Shrubs can be used to great effect in hedging, creating dense swaths of green and flowers that act as wind breaks, living fences, property line demarcations and as backdrops to specimen plants in garden beds and borders. Shrubs can be pruned into three main styles: to showcase their natural shape and size, to mimic their natural shape but control the size and to prune heavily to create the flat and curvilinear planes of formal hedging. The style of pruning is largely a personal aesthetic preference, but the structure of certain shrubs may take to a certain style of pruning.
Maintain the natural shape and size of the shrub hedging by removing only dead, diseased, discolored or otherwise damaged branching and foliage. Inspect the shrub or hedge regularly during watering time and cut out any of these trouble spots. Place cuts back to healthy wood or foliage or back as far as the parent branch or trunk as needed. Use loppers for most mid-size branches, secateurs for those under 1 inch in diameter and a hand saw for branches larger than 2 inches in diameter.
Control the height and spread of the shrubs and hedging while maintaining the natural form by removing the tips of branches in equal lengths and following the shape of the shrub. Use long-handled scissor shears or secateurs and cut branch by branch for the most natural-looking finish.
Create the flat and curving lines in formal hedging by using long-blade scissors shears or mechanical hedge trimmers with a long flat blade. Start by establishing the desired height and top shape before cutting the sides. Hold the blade nearly parallel with the shrub for flat plane cuts and at varying angles to create a curved surface on the shrub.

[DATA SUPPLIED]

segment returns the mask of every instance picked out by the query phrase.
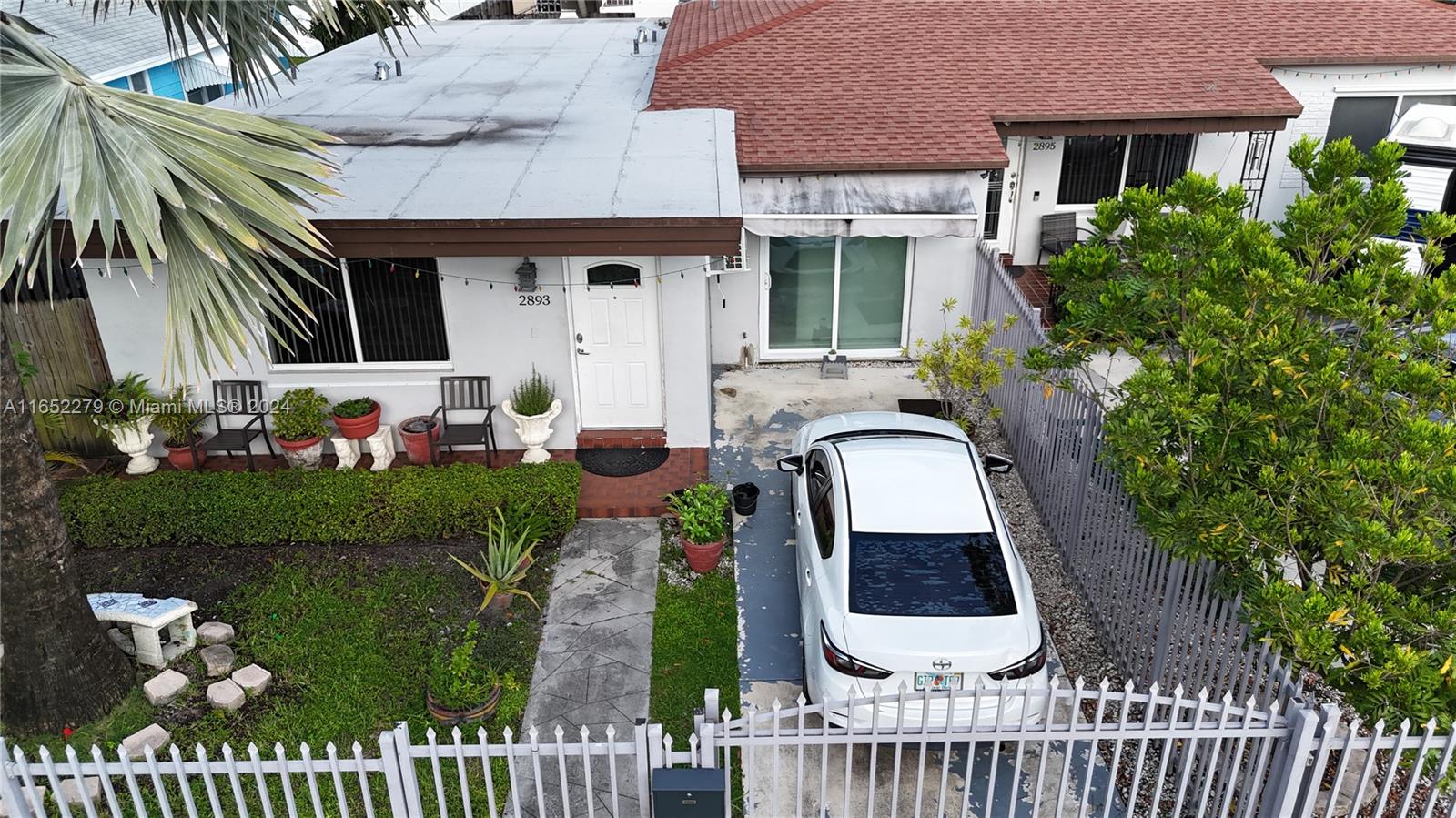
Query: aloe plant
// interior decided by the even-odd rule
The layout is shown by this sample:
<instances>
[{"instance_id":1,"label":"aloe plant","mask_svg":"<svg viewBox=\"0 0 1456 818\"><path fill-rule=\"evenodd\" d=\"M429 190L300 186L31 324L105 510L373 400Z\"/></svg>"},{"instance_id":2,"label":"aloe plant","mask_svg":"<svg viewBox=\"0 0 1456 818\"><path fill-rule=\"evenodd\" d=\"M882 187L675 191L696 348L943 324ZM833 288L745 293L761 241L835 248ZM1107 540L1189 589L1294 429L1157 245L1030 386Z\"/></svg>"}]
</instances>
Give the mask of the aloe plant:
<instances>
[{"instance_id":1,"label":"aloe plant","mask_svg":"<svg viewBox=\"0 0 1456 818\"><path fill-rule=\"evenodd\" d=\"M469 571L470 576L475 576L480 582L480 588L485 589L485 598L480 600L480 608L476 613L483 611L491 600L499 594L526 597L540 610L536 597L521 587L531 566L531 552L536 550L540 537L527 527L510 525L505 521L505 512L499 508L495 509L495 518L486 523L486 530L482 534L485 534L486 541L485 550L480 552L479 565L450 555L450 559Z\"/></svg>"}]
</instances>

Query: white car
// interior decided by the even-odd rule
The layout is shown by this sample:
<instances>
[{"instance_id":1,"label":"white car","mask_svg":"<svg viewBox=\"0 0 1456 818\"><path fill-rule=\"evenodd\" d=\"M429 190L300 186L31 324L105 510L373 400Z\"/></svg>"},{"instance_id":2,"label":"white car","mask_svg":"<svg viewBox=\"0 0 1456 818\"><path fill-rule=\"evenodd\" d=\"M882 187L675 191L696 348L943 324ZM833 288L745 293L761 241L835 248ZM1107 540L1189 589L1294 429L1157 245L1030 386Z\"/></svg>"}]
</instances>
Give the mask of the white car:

[WORK TASK] Rewrite the paragraph of the shrub-pruning text that begins "Maintain the natural shape and size" as a short bulleted list, keeping its main facts.

[EXPECTED OUTPUT]
- To keep a hedge's natural shape and size, remove only dead, diseased, discolored or damaged branches and foliage.
- Check the shrub or hedge regularly at watering time and cut out these trouble spots.
- Cut back to healthy wood or foliage, or as far as the parent branch or trunk if needed.
- Tools: secateurs for branches under 1 inch in diameter, loppers for most mid-size branches, and a hand saw for branches over 2 inches.